**What you should do:** Rescale the items from their start through the line containing "0,1033,896,1344" by rewriting each of those lines, requests included, with every bounding-box coordinate in the answers multiplied by 1.2 and rounded to a whole number, halves rounded up. Leave the requests' format samples unchanged, omit the pictures, and stop at that line.

**Available data:**
-------------------------

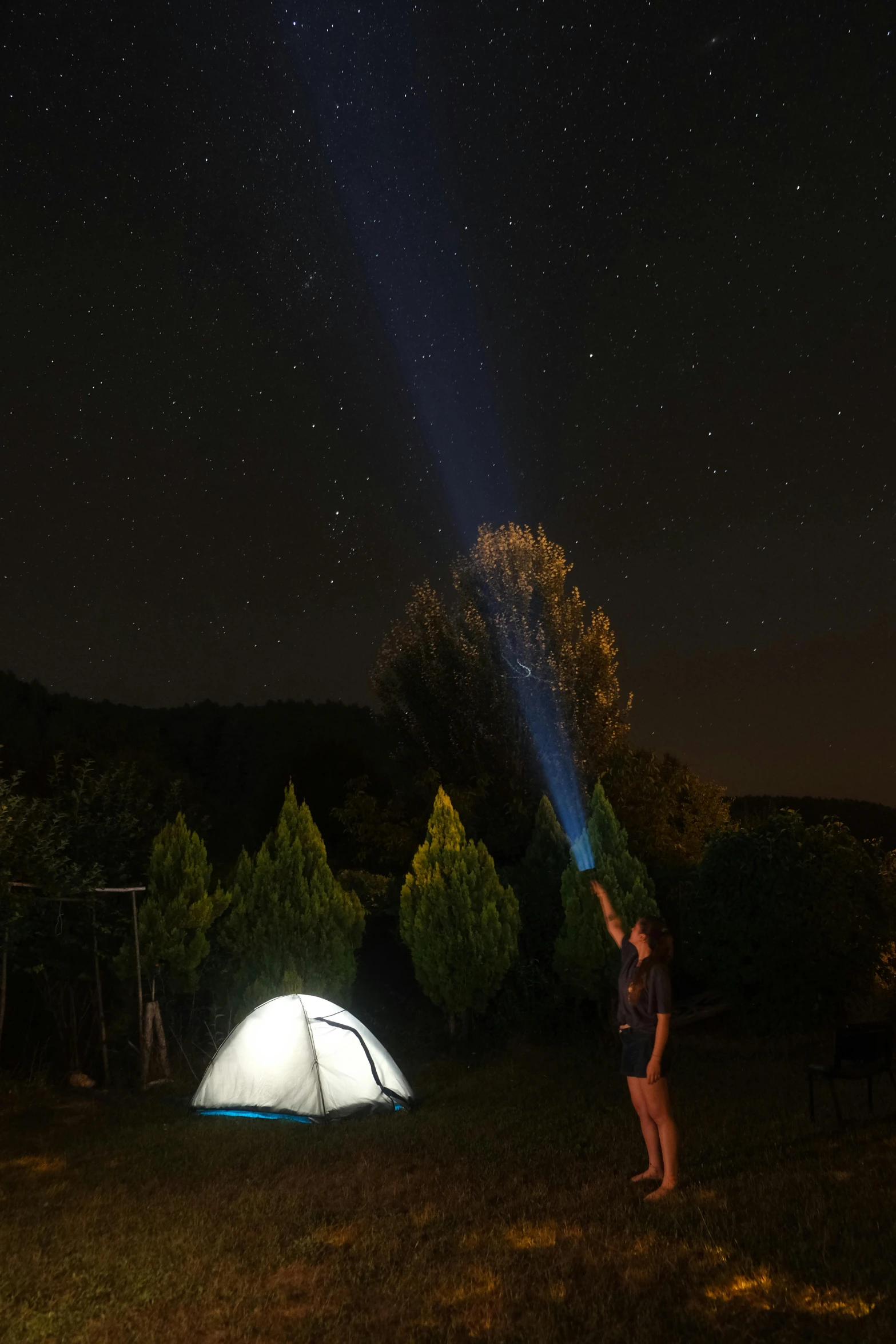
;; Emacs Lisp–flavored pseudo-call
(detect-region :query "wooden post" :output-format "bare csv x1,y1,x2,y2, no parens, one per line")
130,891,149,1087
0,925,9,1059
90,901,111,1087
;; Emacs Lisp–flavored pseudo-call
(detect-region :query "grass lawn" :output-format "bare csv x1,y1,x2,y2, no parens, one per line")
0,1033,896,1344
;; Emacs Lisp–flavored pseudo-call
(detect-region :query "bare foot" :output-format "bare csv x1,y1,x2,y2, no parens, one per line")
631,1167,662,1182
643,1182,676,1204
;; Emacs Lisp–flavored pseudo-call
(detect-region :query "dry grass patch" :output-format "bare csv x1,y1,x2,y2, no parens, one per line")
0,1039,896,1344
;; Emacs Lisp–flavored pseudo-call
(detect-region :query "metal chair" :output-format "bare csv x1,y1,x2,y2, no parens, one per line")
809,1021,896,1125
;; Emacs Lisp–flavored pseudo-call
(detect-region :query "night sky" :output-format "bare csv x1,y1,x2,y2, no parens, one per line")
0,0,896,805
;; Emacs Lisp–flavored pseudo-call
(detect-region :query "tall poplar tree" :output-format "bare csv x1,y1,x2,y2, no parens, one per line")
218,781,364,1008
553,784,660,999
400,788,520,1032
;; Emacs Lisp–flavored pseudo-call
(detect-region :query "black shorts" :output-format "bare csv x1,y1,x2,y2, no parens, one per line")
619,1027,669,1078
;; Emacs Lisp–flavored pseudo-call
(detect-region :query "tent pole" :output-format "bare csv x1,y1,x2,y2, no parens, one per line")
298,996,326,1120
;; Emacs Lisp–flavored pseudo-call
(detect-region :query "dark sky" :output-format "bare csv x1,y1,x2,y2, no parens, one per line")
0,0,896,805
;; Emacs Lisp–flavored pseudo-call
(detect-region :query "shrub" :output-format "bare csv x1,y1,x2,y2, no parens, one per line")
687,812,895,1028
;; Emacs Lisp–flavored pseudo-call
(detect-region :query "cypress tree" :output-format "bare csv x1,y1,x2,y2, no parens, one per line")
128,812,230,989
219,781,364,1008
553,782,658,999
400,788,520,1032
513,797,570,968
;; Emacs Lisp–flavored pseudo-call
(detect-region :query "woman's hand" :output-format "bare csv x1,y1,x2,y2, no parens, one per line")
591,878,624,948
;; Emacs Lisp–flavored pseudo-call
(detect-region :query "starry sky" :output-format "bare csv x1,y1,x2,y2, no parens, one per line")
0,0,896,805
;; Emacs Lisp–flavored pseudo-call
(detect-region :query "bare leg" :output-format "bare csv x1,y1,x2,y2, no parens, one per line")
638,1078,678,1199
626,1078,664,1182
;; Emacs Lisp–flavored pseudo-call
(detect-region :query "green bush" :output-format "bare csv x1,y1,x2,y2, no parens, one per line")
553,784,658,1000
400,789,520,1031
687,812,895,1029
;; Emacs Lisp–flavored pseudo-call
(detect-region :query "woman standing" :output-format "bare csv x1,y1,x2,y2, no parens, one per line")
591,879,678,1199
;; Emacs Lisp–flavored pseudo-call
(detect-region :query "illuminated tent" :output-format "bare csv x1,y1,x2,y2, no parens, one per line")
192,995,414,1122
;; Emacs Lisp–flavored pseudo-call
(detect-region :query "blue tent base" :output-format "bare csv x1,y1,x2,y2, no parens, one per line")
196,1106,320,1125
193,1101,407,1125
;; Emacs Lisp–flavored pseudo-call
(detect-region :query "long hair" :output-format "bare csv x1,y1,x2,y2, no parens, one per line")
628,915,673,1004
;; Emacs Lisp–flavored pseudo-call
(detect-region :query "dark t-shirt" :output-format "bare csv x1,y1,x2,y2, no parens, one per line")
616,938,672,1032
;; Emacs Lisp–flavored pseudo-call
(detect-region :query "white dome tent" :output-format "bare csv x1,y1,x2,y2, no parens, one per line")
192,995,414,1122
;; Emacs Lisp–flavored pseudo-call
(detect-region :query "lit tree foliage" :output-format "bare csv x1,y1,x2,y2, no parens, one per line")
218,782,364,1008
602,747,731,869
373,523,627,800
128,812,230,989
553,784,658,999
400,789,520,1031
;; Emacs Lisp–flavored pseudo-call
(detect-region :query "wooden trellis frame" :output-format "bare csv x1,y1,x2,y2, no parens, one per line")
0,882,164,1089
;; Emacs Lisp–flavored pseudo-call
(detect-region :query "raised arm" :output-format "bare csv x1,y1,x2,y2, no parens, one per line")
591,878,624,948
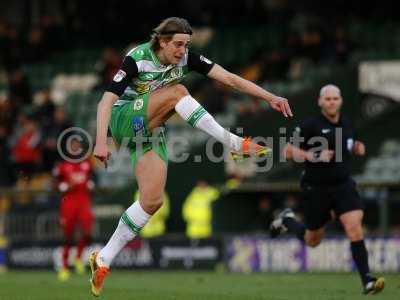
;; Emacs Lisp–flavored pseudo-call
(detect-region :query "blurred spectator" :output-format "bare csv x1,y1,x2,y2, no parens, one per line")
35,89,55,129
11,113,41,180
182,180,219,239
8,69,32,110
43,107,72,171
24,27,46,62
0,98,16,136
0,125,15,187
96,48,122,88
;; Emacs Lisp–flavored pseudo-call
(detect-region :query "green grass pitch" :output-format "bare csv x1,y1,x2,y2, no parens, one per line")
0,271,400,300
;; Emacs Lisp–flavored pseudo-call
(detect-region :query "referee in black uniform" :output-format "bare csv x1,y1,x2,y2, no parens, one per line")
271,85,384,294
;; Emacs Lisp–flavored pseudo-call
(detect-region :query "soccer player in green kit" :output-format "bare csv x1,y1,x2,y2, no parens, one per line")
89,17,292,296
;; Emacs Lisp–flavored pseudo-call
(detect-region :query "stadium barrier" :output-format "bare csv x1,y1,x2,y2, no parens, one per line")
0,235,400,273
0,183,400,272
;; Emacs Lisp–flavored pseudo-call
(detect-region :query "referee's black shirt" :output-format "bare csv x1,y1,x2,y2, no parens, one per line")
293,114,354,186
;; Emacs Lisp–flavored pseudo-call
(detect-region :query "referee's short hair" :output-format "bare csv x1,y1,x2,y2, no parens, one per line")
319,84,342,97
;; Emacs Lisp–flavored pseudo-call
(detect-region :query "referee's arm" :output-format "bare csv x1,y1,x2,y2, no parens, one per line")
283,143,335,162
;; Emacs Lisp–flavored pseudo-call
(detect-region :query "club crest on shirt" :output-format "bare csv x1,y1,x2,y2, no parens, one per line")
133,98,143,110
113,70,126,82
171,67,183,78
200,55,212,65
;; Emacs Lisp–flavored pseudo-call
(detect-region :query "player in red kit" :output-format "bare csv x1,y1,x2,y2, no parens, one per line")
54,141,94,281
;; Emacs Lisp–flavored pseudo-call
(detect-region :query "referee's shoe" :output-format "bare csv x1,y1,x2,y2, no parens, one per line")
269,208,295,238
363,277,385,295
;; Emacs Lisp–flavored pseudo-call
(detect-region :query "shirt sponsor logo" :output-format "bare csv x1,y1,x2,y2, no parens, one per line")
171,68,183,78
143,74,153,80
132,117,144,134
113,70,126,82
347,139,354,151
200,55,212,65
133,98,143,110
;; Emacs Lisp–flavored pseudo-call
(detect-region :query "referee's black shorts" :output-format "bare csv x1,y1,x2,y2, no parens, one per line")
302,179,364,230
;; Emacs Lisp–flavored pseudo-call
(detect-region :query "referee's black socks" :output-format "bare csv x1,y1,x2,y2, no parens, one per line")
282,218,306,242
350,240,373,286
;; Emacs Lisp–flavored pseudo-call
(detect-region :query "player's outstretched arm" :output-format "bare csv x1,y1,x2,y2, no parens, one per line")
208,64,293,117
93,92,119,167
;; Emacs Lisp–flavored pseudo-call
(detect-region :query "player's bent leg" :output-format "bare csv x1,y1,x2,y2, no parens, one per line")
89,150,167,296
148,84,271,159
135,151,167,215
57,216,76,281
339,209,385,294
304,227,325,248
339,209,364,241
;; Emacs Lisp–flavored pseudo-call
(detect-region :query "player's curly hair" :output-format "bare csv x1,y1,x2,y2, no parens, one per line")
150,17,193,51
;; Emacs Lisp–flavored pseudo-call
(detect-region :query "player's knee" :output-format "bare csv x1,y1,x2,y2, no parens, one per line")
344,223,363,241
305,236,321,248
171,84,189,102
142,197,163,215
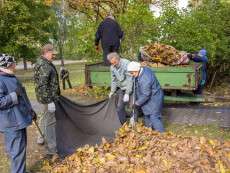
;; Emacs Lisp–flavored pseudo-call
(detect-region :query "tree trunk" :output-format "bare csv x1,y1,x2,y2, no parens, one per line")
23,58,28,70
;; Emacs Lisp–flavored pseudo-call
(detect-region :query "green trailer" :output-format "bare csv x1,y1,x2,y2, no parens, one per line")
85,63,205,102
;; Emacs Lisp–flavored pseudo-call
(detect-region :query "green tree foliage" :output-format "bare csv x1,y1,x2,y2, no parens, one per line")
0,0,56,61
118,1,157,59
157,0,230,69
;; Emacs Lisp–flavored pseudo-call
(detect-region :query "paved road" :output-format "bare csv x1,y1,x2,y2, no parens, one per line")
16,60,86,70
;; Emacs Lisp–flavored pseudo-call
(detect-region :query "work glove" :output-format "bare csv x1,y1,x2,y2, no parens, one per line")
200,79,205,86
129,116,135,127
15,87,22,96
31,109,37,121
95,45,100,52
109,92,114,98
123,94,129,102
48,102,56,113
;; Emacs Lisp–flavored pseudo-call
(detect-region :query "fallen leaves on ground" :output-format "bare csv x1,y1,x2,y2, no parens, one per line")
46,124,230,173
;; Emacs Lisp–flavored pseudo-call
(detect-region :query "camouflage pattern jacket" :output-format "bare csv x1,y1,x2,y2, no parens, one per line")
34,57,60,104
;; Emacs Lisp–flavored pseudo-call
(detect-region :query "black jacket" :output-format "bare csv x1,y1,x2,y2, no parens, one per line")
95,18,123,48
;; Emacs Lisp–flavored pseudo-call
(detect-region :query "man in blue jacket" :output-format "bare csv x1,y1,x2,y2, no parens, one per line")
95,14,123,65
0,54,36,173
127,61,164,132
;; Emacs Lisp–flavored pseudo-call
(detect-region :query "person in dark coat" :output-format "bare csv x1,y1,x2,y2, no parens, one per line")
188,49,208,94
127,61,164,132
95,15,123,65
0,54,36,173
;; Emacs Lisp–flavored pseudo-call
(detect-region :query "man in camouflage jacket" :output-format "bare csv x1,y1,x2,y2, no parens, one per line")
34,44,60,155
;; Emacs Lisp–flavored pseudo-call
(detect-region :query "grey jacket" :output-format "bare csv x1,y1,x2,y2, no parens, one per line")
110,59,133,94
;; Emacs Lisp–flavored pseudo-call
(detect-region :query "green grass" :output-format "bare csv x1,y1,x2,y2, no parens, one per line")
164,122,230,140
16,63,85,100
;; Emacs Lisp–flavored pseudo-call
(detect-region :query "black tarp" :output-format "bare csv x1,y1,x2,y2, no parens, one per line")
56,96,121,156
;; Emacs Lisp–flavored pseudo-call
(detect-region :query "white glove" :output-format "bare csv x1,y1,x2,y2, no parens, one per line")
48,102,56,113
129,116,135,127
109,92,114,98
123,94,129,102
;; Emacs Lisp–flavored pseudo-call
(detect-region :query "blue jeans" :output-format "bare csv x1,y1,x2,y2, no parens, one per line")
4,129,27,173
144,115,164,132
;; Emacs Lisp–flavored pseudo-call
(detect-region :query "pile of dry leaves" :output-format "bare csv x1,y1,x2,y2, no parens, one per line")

-------------------------

**Solution to the problem:**
;; Emacs Lisp–flavored pseudo-call
(detect-region :query "wooden post" :output-format "bare csv x1,y1,x2,y2, no parens, one per line")
156,1069,179,1304
0,1110,11,1271
108,1081,133,1304
;; Emacs Lisp–flavored pseudo-call
(detect-region :query "grass lawn" :output-format "bare csv x1,y1,x2,y2, no parens, one per line")
0,1240,1075,1613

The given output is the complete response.